#### [GIVEN ENTRIES]
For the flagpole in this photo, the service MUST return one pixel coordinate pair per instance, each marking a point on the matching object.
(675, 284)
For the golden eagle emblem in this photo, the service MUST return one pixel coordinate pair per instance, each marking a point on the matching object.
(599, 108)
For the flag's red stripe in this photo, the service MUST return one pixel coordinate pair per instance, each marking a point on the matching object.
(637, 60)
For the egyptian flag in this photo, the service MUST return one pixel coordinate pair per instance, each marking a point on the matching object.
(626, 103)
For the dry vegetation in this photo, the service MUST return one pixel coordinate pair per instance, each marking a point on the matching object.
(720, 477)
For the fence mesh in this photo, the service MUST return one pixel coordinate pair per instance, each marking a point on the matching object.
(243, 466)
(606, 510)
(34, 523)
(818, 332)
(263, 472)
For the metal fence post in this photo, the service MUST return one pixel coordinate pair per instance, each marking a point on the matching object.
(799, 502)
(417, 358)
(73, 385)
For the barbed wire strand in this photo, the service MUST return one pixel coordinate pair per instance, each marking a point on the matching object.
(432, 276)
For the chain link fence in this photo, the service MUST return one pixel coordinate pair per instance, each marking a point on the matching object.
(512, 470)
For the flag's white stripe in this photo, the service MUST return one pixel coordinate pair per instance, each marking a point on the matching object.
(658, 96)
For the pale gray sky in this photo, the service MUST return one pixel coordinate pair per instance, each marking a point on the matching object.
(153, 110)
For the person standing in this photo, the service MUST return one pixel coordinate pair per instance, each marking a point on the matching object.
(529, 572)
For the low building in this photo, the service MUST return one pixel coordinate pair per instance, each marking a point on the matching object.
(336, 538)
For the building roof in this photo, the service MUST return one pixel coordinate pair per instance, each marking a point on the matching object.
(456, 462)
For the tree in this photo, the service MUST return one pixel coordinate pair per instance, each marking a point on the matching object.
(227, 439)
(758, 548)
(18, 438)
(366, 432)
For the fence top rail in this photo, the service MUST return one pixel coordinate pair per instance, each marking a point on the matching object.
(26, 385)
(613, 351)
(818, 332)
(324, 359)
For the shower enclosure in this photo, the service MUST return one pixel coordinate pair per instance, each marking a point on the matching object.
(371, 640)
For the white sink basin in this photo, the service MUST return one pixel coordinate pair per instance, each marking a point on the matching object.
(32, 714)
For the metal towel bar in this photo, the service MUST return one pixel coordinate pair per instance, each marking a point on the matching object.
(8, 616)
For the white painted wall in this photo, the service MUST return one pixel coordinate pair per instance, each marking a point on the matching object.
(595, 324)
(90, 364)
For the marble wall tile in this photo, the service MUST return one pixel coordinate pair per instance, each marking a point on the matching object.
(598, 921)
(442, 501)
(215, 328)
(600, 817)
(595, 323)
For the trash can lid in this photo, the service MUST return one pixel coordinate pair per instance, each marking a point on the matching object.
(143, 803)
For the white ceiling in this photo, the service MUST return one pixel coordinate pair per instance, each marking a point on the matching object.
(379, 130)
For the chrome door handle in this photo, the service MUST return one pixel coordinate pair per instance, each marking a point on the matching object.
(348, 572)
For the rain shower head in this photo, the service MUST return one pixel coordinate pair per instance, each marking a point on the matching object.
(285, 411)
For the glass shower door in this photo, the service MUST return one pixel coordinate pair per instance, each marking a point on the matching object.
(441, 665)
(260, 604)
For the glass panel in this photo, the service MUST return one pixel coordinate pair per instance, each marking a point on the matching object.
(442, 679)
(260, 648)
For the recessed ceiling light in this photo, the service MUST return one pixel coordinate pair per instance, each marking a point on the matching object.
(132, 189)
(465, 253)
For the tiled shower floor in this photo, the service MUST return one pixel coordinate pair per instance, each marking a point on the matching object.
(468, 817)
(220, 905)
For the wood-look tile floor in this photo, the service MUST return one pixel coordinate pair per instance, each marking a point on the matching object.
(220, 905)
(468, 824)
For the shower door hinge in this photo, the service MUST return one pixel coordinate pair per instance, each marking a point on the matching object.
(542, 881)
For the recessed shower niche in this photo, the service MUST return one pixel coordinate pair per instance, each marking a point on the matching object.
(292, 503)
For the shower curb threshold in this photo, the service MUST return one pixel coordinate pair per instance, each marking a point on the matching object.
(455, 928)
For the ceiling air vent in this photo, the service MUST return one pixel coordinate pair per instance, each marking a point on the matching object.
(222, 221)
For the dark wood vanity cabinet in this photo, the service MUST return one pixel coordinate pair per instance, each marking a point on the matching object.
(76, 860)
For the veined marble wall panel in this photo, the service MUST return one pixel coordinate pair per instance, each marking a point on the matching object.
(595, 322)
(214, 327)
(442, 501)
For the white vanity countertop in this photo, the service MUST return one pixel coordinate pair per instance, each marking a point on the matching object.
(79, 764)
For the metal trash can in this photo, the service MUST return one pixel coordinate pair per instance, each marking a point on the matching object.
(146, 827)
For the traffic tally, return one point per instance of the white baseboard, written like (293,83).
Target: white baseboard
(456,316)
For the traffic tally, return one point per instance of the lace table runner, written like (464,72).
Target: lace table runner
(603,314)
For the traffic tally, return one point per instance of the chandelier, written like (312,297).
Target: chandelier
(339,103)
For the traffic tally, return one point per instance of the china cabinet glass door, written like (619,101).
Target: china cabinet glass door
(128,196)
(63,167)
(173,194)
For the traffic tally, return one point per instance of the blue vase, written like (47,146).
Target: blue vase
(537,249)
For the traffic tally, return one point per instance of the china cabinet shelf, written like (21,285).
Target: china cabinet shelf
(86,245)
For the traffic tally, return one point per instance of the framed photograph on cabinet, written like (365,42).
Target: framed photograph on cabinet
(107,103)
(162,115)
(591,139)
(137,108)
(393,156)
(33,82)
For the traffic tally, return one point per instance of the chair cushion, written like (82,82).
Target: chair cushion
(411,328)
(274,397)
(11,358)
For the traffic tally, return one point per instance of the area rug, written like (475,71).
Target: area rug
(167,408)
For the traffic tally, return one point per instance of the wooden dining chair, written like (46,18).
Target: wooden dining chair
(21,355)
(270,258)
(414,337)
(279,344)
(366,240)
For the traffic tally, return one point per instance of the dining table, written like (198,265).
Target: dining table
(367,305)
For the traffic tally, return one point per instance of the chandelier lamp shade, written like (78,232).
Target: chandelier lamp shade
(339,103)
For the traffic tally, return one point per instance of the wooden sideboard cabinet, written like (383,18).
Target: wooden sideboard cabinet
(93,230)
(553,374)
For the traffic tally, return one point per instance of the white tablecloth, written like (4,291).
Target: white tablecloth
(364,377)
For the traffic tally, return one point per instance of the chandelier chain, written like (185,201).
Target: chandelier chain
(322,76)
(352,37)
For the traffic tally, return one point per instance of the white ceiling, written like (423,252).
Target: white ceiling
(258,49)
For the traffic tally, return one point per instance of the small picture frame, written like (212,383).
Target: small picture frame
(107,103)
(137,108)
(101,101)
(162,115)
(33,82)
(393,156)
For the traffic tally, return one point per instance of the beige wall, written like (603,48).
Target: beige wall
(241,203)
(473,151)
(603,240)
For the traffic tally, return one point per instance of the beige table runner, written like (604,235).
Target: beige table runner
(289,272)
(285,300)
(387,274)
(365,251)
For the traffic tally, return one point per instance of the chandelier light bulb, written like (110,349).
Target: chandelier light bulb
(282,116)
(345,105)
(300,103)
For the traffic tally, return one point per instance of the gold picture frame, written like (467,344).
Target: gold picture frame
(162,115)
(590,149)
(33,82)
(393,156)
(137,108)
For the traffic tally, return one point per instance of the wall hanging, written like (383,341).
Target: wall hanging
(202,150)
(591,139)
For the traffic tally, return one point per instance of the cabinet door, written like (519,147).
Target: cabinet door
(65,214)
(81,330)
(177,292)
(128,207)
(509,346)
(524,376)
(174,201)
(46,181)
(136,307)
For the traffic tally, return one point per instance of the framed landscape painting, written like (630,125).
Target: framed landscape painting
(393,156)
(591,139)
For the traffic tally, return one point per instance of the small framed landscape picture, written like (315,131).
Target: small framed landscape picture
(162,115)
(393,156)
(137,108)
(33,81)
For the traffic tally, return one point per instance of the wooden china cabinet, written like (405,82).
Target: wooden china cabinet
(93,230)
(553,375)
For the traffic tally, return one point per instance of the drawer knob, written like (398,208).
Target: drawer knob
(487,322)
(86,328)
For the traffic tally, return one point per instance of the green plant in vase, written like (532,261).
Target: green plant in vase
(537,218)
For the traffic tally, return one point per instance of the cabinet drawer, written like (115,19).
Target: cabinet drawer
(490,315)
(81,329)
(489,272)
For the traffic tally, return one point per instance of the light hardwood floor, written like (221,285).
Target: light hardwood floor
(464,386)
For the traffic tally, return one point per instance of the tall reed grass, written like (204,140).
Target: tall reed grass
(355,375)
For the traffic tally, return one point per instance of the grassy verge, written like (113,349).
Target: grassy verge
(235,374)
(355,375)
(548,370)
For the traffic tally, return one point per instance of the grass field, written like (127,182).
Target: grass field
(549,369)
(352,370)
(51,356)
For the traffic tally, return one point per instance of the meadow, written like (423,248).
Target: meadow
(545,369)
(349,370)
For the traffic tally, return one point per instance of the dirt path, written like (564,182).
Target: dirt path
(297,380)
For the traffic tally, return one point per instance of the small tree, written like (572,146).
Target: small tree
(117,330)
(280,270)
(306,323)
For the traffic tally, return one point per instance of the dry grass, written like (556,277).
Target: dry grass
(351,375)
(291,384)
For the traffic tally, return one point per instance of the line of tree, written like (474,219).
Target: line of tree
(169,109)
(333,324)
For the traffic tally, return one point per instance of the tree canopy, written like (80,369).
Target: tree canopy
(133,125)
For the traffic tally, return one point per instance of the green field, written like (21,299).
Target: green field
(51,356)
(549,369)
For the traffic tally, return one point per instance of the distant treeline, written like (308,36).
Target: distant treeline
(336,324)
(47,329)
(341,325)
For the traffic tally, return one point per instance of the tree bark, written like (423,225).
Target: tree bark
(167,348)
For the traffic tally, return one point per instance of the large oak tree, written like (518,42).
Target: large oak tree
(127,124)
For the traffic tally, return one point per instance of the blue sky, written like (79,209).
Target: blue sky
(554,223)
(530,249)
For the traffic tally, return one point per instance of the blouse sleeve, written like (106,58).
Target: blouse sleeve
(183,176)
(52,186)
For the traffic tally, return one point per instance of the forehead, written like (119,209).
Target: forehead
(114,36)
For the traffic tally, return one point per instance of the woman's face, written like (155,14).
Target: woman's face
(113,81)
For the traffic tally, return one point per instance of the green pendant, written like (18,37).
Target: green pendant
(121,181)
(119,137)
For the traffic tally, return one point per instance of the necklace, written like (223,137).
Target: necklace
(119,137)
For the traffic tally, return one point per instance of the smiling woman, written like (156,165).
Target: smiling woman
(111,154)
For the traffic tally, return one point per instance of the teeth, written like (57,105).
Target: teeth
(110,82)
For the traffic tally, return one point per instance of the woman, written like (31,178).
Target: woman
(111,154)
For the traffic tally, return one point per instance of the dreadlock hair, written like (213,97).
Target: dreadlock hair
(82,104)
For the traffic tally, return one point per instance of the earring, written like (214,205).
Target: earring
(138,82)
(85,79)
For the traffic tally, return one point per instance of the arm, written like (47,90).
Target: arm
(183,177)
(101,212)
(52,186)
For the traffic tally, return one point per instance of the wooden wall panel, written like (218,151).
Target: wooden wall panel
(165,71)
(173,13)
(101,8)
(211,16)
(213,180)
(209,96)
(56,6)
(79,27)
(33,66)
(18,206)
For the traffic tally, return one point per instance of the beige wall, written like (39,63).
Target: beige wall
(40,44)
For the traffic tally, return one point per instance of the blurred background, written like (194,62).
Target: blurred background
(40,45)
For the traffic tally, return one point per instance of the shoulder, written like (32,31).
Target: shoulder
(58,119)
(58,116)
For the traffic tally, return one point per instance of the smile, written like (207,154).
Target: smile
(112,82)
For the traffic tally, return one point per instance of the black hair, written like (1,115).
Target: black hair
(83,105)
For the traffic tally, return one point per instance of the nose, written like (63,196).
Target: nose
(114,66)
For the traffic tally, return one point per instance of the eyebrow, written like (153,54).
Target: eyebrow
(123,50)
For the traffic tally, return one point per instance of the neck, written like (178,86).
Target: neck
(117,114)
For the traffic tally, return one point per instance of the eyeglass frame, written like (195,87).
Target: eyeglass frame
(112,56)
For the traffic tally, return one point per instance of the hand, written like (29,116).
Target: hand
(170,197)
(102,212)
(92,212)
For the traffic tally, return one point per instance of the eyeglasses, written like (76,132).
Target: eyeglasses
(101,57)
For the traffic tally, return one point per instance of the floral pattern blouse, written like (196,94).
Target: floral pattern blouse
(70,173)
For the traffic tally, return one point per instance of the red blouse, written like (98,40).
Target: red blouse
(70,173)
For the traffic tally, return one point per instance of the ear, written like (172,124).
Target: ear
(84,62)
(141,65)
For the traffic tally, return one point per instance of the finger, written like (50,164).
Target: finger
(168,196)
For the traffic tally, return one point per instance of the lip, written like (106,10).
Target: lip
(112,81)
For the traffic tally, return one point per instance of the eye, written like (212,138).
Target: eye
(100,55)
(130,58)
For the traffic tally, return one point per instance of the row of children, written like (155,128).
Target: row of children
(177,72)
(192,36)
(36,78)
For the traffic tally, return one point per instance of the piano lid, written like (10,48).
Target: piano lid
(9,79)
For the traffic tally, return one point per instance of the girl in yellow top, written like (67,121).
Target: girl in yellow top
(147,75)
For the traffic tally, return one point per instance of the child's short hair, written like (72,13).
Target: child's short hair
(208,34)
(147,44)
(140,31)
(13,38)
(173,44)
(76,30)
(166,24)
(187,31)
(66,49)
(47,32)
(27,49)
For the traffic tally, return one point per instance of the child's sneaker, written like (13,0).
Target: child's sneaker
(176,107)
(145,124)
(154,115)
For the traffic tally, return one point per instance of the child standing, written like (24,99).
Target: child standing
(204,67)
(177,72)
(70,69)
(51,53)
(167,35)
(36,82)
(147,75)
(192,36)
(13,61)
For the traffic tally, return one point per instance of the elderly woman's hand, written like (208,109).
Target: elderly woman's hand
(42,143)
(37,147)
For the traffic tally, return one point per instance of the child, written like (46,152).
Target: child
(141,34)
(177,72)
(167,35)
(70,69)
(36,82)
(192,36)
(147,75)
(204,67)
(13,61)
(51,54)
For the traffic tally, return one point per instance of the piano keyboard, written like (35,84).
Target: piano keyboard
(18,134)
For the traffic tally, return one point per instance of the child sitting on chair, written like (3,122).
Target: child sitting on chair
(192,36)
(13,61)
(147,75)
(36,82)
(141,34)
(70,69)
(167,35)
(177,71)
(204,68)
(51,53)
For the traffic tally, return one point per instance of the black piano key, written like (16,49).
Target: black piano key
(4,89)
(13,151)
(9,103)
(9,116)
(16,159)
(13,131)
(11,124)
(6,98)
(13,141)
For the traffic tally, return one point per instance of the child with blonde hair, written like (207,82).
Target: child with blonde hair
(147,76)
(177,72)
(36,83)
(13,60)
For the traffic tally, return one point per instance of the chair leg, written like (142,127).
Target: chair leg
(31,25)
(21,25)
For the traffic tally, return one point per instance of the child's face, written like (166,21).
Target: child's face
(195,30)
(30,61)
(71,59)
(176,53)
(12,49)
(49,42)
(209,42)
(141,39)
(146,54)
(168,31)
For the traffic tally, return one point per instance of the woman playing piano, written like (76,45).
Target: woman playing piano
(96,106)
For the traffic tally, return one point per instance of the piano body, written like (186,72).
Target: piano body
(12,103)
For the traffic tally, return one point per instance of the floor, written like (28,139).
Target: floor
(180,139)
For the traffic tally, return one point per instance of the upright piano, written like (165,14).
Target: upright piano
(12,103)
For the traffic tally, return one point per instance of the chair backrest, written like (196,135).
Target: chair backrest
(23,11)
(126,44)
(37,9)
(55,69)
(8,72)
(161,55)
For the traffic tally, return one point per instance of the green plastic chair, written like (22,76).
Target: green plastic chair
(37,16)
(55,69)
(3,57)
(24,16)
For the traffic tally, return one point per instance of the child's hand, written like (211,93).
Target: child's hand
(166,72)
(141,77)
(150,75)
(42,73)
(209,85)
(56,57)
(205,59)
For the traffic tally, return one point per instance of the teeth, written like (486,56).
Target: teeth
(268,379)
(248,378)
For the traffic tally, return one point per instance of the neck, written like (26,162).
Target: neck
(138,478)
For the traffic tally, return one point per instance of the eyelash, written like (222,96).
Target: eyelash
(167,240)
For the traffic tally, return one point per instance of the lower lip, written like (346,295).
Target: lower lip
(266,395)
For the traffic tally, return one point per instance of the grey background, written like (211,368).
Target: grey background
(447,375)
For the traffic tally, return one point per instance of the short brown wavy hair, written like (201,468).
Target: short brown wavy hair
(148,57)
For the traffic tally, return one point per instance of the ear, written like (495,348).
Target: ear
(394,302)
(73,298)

#### [EXERCISE INSTRUCTIONS]
Your reply should be nothing but the lines from the one containing "Target: lower lip" through the last line above, copied exactly; please include both ends.

#### [RESULT BELOW]
Target: lower lip
(266,395)
For the traffic tally, return one point per instance of the grey background, written like (211,368).
Target: grey background
(447,375)
For the traffic tally, return one point per instance of the short brown wavy hair, written like (201,468).
Target: short brown wavy hair
(148,57)
For the traffic tally, return one point per instance of the ear, written like (495,348).
Target: ear
(394,302)
(73,298)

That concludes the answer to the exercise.